[SOURCE RECORDS]
---+---
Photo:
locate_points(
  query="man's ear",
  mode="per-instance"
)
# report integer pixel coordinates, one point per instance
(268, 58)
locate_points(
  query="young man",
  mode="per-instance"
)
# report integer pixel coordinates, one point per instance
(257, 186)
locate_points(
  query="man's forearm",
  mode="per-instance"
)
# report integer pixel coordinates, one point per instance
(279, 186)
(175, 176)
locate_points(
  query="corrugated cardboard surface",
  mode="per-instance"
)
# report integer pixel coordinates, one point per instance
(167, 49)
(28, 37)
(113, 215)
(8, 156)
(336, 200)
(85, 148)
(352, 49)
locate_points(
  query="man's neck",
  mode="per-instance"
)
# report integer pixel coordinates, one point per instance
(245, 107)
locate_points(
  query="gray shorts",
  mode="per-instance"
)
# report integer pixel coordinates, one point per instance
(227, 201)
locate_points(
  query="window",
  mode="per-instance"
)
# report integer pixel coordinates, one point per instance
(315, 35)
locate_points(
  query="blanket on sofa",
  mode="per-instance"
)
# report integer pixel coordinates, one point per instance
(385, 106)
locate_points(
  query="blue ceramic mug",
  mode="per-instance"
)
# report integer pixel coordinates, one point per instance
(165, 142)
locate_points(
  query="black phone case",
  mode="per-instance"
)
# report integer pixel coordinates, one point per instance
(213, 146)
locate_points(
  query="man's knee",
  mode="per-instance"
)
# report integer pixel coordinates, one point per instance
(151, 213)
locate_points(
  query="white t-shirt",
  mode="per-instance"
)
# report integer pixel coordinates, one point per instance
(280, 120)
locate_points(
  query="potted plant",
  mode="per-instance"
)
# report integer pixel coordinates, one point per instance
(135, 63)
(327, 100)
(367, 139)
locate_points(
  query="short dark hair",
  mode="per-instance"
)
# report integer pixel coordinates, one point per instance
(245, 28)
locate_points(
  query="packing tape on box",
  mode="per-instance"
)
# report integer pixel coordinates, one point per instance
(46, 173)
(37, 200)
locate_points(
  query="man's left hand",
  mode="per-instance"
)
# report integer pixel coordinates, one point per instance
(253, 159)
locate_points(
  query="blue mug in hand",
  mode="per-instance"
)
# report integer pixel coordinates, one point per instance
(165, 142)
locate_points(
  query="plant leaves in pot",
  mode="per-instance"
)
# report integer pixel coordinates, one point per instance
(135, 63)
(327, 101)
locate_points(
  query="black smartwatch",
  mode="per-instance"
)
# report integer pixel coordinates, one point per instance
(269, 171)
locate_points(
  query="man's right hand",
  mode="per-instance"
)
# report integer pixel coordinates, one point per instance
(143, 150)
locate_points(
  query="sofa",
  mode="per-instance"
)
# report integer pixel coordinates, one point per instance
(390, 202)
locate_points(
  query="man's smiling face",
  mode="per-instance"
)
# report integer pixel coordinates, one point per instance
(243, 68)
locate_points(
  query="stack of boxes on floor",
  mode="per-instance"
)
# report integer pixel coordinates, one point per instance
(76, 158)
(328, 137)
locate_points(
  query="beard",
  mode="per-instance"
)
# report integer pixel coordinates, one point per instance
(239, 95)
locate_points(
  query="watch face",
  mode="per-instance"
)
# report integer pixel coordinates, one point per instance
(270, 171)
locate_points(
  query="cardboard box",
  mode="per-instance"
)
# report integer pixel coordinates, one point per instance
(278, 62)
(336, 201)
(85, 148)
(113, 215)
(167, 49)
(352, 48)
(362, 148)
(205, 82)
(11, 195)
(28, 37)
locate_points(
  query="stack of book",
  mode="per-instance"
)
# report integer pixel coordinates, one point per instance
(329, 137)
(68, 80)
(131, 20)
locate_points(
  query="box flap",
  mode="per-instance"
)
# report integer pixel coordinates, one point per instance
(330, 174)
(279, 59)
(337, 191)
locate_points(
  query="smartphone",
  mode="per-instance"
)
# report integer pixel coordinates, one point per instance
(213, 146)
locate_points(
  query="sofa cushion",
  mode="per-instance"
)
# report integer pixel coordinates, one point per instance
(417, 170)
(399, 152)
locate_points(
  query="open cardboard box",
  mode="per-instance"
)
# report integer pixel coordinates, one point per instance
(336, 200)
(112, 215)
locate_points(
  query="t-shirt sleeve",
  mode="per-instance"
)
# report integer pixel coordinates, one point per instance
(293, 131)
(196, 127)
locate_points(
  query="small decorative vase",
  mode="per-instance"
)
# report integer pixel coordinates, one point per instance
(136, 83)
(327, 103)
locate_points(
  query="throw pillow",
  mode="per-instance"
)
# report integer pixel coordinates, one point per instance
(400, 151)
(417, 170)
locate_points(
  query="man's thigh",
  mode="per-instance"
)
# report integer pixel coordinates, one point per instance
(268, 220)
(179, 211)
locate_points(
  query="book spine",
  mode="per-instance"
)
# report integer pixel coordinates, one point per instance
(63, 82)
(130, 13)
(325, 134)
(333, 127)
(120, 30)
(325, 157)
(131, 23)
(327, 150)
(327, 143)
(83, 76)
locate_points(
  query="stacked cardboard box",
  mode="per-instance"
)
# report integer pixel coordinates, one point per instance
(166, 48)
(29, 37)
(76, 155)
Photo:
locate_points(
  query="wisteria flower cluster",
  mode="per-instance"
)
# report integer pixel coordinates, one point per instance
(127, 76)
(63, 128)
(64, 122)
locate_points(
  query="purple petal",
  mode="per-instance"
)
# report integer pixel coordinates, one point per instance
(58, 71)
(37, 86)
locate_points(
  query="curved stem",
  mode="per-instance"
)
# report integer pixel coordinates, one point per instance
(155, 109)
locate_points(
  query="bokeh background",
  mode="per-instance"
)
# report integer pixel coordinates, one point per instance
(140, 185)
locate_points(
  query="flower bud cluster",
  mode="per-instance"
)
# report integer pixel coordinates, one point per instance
---+---
[DIRECTIVE] Please find each line in the entries above that contains the word "hand", and copy those lines.

[EXERCISE RESPONSE]
  query="man's left hand",
  query="blue mug in hand",
  query="man's right hand",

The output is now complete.